### 本文
┌──
これは http://mitochondrion.jp/ に掲載している「医学日記」を、諸般の便宜のために、 1 記事 1 ファイルとして形成し直したものです。 簡単なプログラムで自動生成しているので、体裁の乱れなどが一部にあるかと思われますが、ご容赦ください。
昨日の記事の続きである。 血液脳関門の働きを一過性に妨げる、などというと、私のような素人は、何やら高尚で特別な薬を使わなければならないような気がしてしまう。 しかし、どうやら、実際には高張なマンニトール溶液を椎骨動脈や内頸動脈から投与するだけで十分であるらしい。 すなわち、浸透圧勾配に従って血管や血管周囲の細胞から血管内へと水の移動が起こるため、これらの細胞は萎縮し、結果として血液脳関門が破綻するのである。 もちろん、度が過ぎれば非可逆な細胞死を来すであろうが、適切に行えば、可逆的な変性で済むのである。 こうした、浸透圧差によって血液脳関門を妨害する手法を Osmotic BBB Disruption などと呼ぶ。
Osmotic BBB disruption を用いた化学療法については、Jahnke らの報告が、よくまとまっている (K. Jahnke et al., Neurosurg. Focus, 21, E11 (2016).)。 理屈からいえば、Osmotic BBB disruption に R-CHOP 療法を組み合わせる、という治療法も考えられるのだが、現時点での研究の主流は、諸々の事情から、大量メトトレキサート (MTX) 療法を主軸にすえたもののようである。
Osmotic BBB disruption 自体には、抗癌剤を腫瘍細胞に選択的に届ける効果はない。しかし 葉酸代謝阻害薬である MTX には神経毒性が乏しいので、重篤な中枢神経傷害は起こりにくい。 むしろ MTX の用量制限毒性は、骨髄抑制、肝傷害、腎傷害などであるため、Osmotic BBB disruption により、少ない投与量で腫瘍細胞内の薬物濃度を高めることができ、具合が良い。
この Osmotic BBB disruption を実行するには全身麻酔が必須であるから、それなりに手間と費用がかかる。しかし適切な抗癌剤のレジメンと組み合わせて用いれば、脳腫瘍の予後を劇的に改善できると考えられる。 ただし、脳神経外科学界において、この手法がどれだけ注目されているのか、私は知らぬ。
Osmotic BBB disruption の発案者が何者であるのかは調べていないが、まったく、恐ろしいことを考えたものである。
└──
### 解く問題
(1) 本文の「Osmotic BBB disruption 自体には、抗癌剤を腫瘍細胞に選択的に届ける効果はない。しかし」から「BBB disruption の発案者が何者であるのかは調べていないが、まったく、恐ろしいことを考えたものである。」までを、一字も変えずに書き写せ。
(2) 本文に照らして、(a)〜(c)のそれぞれが本文と合うかどうかを「はい」か「いいえ」で答え、判断の決め手となる本文の語句をそのまま引用せよ。(a) 血液脳関門を妨げるには、高張なマンニトール溶液を投与するだけで十分であるらしい。(b) Osmotic BBB disruption 自体に、抗癌剤を腫瘍細胞に選択的に届ける効果がある。(c) Osmotic BBB disruption は全身麻酔なしで実行できる。
この後の行は読まなくても解ける。

### 情報
┌──
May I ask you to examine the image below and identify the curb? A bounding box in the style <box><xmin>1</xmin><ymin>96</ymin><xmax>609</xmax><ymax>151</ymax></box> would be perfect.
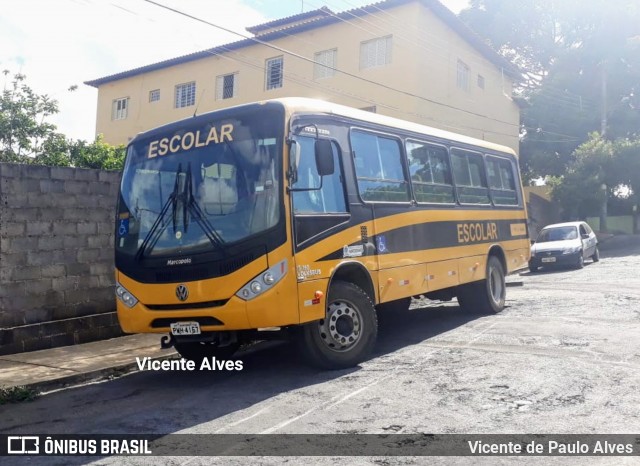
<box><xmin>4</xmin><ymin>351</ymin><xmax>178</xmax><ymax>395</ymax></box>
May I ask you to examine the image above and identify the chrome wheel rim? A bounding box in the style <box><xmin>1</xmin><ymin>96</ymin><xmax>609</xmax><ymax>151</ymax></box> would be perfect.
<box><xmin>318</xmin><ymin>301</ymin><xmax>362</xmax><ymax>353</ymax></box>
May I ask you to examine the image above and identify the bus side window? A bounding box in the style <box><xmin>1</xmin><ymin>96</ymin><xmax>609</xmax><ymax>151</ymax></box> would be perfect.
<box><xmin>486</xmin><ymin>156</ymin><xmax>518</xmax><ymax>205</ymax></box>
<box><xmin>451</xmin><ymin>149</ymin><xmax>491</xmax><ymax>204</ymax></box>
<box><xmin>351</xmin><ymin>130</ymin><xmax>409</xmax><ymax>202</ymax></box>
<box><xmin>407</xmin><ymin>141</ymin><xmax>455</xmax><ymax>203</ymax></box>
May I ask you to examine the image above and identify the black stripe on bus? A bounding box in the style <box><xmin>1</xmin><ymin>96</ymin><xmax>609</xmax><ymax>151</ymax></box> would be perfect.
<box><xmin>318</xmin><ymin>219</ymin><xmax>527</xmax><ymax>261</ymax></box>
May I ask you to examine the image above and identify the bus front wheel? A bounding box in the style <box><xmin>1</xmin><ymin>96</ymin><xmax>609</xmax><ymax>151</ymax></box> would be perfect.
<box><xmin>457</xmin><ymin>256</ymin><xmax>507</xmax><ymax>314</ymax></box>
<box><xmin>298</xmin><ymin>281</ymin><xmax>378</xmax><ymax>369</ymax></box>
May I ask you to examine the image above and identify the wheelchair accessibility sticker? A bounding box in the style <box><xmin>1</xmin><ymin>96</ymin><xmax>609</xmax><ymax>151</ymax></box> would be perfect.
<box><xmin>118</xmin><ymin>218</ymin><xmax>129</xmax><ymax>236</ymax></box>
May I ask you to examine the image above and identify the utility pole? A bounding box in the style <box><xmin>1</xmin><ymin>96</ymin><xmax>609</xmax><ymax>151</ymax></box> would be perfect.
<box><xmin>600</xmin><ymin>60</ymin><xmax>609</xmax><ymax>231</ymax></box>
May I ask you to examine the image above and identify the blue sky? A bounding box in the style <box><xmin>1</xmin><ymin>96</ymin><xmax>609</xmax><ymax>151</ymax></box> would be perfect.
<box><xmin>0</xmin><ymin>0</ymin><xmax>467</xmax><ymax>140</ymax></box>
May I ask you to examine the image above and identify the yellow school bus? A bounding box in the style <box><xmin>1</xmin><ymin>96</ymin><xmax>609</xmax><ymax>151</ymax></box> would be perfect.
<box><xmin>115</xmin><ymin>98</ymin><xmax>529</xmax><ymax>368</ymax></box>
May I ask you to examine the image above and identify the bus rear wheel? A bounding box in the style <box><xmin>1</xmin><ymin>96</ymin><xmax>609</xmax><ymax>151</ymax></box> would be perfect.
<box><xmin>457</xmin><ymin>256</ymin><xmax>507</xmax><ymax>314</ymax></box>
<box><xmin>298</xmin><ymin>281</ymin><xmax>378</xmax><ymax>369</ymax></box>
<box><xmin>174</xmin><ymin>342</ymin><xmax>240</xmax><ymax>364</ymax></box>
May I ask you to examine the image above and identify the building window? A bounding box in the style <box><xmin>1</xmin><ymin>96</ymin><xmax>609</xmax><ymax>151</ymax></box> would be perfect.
└──
┌──
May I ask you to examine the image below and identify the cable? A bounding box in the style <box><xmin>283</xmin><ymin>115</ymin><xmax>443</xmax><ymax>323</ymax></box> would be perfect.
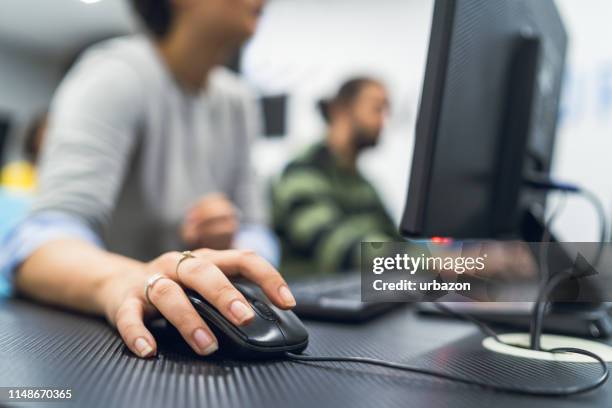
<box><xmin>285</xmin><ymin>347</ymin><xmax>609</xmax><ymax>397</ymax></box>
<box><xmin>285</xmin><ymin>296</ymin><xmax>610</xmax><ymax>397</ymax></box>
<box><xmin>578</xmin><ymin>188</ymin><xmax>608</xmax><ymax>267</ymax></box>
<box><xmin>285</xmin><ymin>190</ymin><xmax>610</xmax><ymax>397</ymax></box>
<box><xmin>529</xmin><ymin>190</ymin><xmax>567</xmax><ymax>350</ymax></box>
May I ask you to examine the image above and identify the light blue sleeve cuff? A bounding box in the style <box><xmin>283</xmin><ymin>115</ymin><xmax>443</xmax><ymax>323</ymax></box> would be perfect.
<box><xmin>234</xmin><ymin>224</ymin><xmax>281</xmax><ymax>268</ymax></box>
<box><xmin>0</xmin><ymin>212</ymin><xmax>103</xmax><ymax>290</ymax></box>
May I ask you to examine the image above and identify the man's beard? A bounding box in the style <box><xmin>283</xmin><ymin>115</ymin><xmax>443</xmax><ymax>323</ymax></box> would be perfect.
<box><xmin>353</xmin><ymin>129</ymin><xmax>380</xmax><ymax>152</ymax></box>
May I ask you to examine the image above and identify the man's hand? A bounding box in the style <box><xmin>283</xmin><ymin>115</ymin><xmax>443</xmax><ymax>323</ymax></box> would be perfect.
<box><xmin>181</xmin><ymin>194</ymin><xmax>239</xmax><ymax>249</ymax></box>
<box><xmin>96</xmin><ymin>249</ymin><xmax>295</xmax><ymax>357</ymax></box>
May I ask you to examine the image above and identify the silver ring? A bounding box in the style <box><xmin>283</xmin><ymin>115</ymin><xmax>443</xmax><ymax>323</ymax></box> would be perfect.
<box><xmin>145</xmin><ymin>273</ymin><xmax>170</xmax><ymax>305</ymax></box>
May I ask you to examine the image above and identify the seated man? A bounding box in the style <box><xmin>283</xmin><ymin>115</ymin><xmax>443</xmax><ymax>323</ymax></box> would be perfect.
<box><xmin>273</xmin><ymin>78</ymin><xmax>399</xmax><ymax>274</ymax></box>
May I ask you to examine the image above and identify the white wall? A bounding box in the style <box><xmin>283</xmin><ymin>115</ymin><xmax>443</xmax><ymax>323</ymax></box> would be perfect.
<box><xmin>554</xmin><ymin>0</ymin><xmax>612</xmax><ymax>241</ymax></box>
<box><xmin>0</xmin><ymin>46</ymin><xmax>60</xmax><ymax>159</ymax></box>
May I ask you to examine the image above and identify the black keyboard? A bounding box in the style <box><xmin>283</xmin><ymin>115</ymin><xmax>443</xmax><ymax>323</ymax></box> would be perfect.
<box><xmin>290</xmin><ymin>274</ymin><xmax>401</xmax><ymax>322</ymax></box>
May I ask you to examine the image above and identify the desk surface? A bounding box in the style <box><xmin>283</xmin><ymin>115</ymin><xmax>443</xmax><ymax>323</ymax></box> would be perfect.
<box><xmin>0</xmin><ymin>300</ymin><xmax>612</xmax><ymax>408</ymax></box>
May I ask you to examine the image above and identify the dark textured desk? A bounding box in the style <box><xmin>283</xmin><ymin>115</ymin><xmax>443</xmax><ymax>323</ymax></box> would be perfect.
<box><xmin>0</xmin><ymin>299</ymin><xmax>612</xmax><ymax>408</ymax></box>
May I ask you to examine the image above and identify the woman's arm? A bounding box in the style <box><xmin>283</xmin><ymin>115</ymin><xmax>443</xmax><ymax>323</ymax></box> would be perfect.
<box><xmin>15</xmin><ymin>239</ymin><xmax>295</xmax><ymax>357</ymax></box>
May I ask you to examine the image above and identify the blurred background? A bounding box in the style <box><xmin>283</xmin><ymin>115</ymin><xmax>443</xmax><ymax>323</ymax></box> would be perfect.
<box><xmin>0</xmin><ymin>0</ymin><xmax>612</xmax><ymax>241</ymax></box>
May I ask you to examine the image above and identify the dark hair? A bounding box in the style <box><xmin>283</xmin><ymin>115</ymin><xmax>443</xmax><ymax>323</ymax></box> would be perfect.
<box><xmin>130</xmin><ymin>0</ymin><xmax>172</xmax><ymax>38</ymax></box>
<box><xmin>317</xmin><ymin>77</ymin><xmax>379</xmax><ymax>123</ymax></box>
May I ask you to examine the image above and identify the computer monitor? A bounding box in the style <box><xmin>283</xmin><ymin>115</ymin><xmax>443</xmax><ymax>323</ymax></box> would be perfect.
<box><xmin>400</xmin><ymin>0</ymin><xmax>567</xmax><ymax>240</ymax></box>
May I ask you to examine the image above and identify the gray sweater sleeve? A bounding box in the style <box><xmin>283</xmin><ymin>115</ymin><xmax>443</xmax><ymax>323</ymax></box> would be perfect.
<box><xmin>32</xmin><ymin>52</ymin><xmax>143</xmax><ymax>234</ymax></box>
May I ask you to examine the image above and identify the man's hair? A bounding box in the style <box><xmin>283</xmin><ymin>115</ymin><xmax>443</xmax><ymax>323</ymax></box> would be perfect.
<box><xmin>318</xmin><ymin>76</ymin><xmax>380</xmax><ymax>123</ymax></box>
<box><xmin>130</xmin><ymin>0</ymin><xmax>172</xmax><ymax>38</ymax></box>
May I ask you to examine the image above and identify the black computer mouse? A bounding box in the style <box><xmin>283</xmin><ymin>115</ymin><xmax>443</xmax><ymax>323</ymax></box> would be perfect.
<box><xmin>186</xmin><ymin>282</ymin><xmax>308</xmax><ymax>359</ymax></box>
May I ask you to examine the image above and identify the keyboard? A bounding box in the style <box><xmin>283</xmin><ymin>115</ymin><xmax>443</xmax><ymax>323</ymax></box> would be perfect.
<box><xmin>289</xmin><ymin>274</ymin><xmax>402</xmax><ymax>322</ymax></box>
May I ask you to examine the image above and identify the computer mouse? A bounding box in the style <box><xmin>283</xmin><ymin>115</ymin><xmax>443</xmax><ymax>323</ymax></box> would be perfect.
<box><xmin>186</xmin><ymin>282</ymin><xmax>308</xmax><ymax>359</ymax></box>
└──
┌──
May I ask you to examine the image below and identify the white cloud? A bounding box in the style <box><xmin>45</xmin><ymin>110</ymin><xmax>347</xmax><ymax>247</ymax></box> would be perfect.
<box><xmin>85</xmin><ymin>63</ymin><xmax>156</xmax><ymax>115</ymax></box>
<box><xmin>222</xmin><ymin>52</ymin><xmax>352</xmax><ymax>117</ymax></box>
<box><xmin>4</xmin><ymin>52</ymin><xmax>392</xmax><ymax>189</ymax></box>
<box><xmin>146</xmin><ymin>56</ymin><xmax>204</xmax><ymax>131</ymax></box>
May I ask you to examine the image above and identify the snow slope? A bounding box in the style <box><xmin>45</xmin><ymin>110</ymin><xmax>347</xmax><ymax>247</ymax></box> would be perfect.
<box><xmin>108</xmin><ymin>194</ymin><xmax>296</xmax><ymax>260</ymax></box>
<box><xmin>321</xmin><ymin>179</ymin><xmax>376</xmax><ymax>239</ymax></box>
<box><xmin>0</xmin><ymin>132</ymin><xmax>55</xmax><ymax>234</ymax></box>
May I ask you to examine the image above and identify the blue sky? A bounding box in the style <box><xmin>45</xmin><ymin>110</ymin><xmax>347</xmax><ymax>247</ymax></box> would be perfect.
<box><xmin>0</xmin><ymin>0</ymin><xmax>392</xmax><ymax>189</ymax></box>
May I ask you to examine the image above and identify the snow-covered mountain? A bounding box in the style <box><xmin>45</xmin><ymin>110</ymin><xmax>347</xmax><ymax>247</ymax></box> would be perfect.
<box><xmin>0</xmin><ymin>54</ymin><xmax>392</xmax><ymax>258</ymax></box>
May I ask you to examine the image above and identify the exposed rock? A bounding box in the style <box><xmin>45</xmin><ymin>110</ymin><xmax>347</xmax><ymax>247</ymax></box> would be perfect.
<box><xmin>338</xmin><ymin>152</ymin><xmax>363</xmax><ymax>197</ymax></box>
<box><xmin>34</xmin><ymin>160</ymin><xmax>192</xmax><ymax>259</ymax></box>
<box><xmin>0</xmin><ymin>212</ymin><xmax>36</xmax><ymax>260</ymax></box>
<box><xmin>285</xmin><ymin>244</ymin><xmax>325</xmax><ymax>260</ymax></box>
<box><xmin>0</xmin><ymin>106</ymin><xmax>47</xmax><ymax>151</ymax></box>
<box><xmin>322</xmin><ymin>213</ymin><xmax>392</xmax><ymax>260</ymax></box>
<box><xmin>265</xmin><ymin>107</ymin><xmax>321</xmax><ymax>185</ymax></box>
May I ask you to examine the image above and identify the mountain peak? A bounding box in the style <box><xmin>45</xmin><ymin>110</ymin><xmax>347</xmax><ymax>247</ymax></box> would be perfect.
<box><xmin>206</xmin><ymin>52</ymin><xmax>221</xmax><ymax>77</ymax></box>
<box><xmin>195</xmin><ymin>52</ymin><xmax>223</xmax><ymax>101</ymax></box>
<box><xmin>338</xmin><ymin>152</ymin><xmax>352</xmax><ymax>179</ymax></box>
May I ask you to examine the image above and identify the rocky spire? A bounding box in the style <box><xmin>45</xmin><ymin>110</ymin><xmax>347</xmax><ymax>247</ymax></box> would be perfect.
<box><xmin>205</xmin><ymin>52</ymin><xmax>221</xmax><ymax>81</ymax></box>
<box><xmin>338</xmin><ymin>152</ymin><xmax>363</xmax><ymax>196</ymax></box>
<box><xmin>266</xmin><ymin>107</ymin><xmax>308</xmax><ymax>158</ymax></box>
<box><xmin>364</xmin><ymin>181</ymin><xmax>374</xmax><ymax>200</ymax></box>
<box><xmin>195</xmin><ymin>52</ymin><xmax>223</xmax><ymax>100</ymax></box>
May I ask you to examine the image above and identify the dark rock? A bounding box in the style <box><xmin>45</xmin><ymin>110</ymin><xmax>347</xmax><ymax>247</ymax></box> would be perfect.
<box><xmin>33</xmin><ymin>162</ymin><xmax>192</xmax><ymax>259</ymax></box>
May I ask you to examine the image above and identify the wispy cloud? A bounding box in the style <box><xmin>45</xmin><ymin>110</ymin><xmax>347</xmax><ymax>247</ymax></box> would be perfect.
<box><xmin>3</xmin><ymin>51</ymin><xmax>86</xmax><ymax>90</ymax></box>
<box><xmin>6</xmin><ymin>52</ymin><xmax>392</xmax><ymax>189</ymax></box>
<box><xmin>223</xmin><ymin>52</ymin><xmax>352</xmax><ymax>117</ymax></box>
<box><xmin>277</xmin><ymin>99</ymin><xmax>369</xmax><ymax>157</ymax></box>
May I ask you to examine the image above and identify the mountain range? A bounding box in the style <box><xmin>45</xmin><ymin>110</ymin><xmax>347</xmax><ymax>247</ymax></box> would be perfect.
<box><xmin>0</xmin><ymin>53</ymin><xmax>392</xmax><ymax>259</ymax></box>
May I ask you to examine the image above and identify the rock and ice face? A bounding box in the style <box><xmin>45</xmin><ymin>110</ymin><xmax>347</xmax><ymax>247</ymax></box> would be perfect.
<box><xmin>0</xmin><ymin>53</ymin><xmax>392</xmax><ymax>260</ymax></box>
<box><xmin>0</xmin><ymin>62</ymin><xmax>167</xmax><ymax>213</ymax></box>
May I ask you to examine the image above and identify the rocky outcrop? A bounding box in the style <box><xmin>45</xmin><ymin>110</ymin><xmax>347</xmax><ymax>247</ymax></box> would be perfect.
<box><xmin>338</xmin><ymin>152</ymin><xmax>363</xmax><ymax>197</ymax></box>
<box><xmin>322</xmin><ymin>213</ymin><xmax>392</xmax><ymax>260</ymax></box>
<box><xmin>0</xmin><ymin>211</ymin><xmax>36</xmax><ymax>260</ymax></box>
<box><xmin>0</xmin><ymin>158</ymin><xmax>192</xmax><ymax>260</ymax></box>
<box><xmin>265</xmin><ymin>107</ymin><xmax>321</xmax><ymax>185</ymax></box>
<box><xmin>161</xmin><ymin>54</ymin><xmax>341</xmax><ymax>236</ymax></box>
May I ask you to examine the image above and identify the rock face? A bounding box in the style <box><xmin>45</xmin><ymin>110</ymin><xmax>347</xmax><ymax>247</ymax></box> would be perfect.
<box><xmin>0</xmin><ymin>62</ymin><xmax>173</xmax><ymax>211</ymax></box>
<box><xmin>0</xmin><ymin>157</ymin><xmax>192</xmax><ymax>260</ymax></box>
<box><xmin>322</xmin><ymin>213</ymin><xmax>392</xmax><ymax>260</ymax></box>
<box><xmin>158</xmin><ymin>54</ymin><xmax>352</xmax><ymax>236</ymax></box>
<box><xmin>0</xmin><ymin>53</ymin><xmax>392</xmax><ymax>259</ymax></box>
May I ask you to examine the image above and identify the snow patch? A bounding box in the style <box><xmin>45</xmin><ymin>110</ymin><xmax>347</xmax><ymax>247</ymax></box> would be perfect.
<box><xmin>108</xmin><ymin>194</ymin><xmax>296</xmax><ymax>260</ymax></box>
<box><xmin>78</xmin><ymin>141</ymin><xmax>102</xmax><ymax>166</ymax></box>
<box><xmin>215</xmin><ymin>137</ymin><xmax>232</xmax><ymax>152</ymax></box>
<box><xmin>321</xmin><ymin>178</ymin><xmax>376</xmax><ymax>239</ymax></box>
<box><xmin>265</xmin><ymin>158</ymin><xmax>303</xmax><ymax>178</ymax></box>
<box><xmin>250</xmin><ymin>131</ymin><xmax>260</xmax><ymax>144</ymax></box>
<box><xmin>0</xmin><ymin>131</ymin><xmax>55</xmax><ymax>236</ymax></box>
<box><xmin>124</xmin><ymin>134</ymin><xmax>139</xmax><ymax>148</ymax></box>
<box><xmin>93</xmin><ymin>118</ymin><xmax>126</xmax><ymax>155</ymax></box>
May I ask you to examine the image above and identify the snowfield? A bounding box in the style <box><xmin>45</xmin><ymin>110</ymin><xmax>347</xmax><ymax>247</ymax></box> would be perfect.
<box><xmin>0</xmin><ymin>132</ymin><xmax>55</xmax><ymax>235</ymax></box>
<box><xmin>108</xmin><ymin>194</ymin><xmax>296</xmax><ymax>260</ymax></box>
└──
### 解答
(1)
Osmotic BBB disruption 自体には、抗癌剤を腫瘍細胞に選択的に届ける効果はない。しかし 葉酸代謝阻害薬である MTX には神経毒性が乏しいので、重篤な中枢神経傷害は起こりにくい。 むしろ MTX の用量制限毒性は、骨髄抑制、肝傷害、腎傷害などであるため、Osmotic BBB disruption により、少ない投与量で腫瘍細胞内の薬物濃度を高めることができ、具合が良い。
この Osmotic BBB disruption を実行するには全身麻酔が必須であるから、それなりに手間と費用がかかる。しかし適切な抗癌剤のレジメンと組み合わせて用いれば、脳腫瘍の予後を劇的に改善できると考えられる。 ただし、脳神経外科学界において、この手法がどれだけ注目されているのか、私は知らぬ。
Osmotic BBB disruption の発案者が何者であるのかは調べていないが、まったく、恐ろしいことを考えたものである。

(2)
(a) はい。「実際には高張なマンニトール溶液を椎骨動脈や内頸動脈から投与するだけで十分であるらしい」
(b) いいえ。「Osmotic BBB disruption 自体には、抗癌剤を腫瘍細胞に選択的に届ける効果はない」
(c) いいえ。「この Osmotic BBB disruption を実行するには全身麻酔が必須である」